■ **WORK TASK**: In the records below, begin at the line containing "Target: beige stone wall" and end at the line containing "[point] stone arch"; quote every line in that span exactly, including both boundary lines, and no others.

■ **LISTED ENTRIES**:
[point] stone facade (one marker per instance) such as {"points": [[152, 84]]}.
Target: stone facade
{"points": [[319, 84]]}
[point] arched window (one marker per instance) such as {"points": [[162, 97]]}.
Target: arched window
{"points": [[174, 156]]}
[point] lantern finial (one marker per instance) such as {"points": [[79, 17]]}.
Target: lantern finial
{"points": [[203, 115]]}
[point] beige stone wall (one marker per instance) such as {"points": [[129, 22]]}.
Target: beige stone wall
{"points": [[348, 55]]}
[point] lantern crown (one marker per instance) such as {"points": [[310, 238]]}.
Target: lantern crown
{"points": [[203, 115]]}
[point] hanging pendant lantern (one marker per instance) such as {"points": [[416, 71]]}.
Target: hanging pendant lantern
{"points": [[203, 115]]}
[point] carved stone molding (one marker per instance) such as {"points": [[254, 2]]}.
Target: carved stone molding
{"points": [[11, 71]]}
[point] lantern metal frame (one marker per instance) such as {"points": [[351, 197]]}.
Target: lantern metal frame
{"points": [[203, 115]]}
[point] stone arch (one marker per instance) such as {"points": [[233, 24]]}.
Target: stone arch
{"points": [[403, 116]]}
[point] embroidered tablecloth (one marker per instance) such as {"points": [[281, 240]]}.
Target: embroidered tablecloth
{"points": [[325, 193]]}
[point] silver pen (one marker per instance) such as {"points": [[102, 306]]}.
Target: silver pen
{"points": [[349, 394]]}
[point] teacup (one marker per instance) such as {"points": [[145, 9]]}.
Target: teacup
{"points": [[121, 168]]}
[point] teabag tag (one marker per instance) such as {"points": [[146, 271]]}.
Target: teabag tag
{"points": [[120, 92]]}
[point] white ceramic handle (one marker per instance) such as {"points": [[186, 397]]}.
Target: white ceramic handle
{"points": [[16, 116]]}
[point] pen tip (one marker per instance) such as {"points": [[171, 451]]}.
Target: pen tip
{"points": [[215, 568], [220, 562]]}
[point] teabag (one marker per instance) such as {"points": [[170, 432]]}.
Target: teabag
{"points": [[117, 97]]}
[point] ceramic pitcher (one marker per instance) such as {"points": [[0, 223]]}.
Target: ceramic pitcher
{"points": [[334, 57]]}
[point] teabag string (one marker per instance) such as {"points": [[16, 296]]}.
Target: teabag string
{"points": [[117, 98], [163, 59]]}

■ **SOLUTION**:
Target: beige stone wall
{"points": [[348, 55]]}
[point] lantern crown (one marker per instance) such as {"points": [[310, 238]]}.
Target: lantern crown
{"points": [[203, 115]]}
[point] hanging pendant lantern (one marker per instance) such as {"points": [[416, 71]]}.
Target: hanging pendant lantern
{"points": [[203, 115]]}
[point] carved stone molding (one marker per instance) such as {"points": [[254, 2]]}.
Target: carved stone molding
{"points": [[11, 71]]}
[point] lantern metal frame (one marker per instance) such as {"points": [[351, 197]]}.
Target: lantern metal frame
{"points": [[203, 115]]}
[point] stone arch (one marker per instance) such as {"points": [[233, 24]]}.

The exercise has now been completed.